__Textauszug__.
Polizeisprecher Carlos verteidigte die Tötungen als Notwehr: "Diese Menschen hatten sich dazu entschieden, den Kampf gegen die Polizei aufzunehmen. Unsere Beamten haben sich nur verteidigt. Jedes eventuelle Fehlverhalten seitens der Polizei wird durch eine eigene Untersuchung überprüft." Eine Überprüfung durch den philippinischen Senat wurde vom Leiter der Staatspolizei, Ronald dela Rosa, allerdings als "juristische Spitzfindigkeit" bezeichnet, die nur dazu gedacht sei, "die Moral der Polizei zu unterminieren".
Menschenrechtler hingegen sind entsetzt. "Diese Tötungen und die Weigerung der Regierung, sie zu verurteilen oder eine Untersuchungskommission einzurichten, führen unweigerlich zu mehr Angst, Rechtsunsicherheit und Selbstjustiz", so Phelim Kine, Asien-Direktor von Human Rights Watch.
Massenandrang in den Hilfszentren
Zur gleichen Zeit kommt Joy Belmonte mit ihrer Arbeit nicht mehr hinterher. Belmonte ist die Vizebürgermeisterin von Quezon City - und Leiterin des städtischen Antidrogenprogrammes. Bis zum 15. Juli hatten sich in der Stadt 3000 Menschen bei den Behörden gemeldet. "Aber die Zahlen steigen täglich", sagt Belmonte. "Jeden Tag kommen Menschen zu uns, um sich zu stellen. Sogar Neunjährige. Sie sagen uns, dass sie Angst haben, geschnappt oder sogar umgebracht zu werden. Also geben sie lieber auf."

__Zu prüfende Daten__.
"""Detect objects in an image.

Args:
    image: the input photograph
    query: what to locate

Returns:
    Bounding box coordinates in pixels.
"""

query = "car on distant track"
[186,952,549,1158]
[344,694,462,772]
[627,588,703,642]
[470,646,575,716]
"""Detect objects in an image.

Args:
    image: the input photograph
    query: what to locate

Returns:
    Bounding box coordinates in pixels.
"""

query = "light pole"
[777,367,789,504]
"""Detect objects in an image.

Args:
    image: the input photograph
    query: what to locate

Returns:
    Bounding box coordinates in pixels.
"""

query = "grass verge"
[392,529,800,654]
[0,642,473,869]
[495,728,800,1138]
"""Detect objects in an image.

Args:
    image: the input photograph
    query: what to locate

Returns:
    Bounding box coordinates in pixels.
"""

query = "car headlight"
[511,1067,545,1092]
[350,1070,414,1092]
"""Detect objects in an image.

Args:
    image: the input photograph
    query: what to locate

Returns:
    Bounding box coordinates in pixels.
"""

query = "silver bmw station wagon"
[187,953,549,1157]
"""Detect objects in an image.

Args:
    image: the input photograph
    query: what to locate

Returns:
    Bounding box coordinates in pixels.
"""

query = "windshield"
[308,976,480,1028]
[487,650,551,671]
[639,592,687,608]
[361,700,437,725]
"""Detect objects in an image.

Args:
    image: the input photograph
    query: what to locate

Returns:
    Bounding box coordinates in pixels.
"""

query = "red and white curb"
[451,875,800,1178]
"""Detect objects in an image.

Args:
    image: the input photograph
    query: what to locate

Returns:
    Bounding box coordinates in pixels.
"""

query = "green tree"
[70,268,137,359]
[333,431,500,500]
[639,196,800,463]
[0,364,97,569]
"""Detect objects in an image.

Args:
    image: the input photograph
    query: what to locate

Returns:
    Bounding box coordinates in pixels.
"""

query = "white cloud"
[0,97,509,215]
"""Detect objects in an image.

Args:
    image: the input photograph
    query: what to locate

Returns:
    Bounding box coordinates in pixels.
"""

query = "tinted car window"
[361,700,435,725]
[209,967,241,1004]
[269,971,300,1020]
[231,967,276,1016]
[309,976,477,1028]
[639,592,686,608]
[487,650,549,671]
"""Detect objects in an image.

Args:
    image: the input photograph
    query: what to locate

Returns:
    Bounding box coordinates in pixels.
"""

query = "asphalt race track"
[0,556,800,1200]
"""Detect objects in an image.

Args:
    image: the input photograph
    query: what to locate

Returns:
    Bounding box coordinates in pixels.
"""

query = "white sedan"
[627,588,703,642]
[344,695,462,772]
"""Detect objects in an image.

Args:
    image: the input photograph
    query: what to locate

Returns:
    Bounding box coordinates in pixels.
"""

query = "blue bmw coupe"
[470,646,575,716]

---

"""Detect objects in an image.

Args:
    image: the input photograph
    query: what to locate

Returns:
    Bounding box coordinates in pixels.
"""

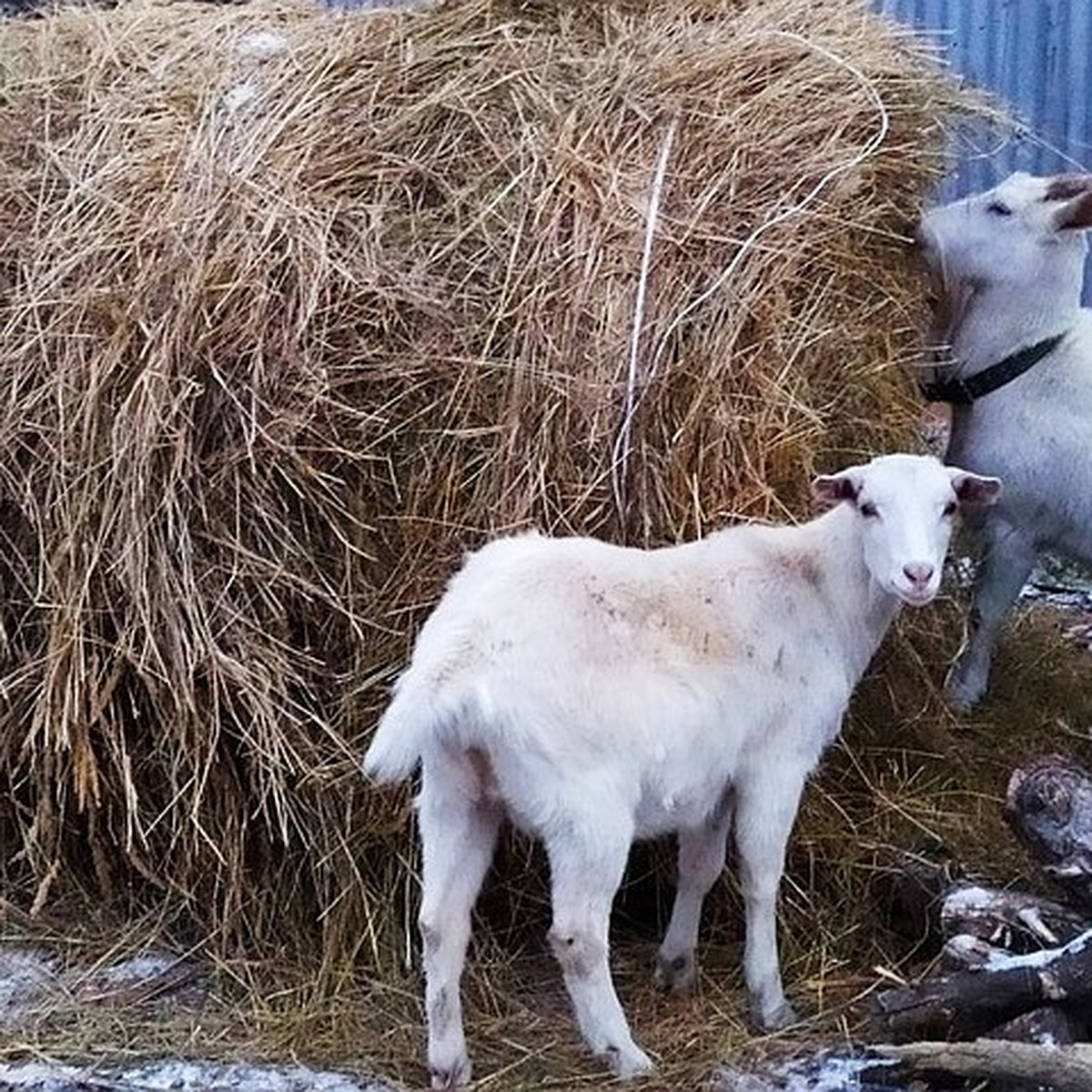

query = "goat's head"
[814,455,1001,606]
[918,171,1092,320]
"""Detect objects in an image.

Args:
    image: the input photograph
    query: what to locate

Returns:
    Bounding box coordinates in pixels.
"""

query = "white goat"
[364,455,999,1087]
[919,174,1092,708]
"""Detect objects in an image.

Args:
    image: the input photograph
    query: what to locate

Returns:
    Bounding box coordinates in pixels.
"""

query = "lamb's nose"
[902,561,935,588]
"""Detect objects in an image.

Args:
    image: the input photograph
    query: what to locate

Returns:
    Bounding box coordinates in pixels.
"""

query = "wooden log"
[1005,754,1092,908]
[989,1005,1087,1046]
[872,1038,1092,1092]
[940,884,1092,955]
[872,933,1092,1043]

__Ihre Aufgaben__.
**a)** Können Sie den Textauszug in zwei Sätzen zusammenfassen?
**b)** Können Sie im Textauszug alles von "Polizeisprecher Carlos verteidigte" bis hinunter zu "Human Rights Watch." noch einmal wiedergeben und dabei "Tötungen" durch "Erschießungen" ersetzen?

__Lösungen__.
**a)** Die philippinische Polizei rechtfertigt die Tötungen als Notwehr, während Human Rights Watch warnt, dass sie zusammen mit der Weigerung der Regierung, sie zu verurteilen oder eine Untersuchungskommission einzurichten, zu mehr Angst, Rechtsunsicherheit und Selbstjustiz führen. Zugleich stellen sich in Quezon City täglich mehr Menschen, bis zum 15. Juli bereits 3000, bei den Behörden, weil sie fürchten, geschnappt oder umgebracht zu werden.

**b)**
Polizeisprecher Carlos verteidigte die Erschießungen als Notwehr: "Diese Menschen hatten sich dazu entschieden, den Kampf gegen die Polizei aufzunehmen. Unsere Beamten haben sich nur verteidigt. Jedes eventuelle Fehlverhalten seitens der Polizei wird durch eine eigene Untersuchung überprüft." Eine Überprüfung durch den philippinischen Senat wurde vom Leiter der Staatspolizei, Ronald dela Rosa, allerdings als "juristische Spitzfindigkeit" bezeichnet, die nur dazu gedacht sei, "die Moral der Polizei zu unterminieren".
Menschenrechtler hingegen sind entsetzt. "Diese Erschießungen und die Weigerung der Regierung, sie zu verurteilen oder eine Untersuchungskommission einzurichten, führen unweigerlich zu mehr Angst, Rechtsunsicherheit und Selbstjustiz", so Phelim Kine, Asien-Direktor von Human Rights Watch.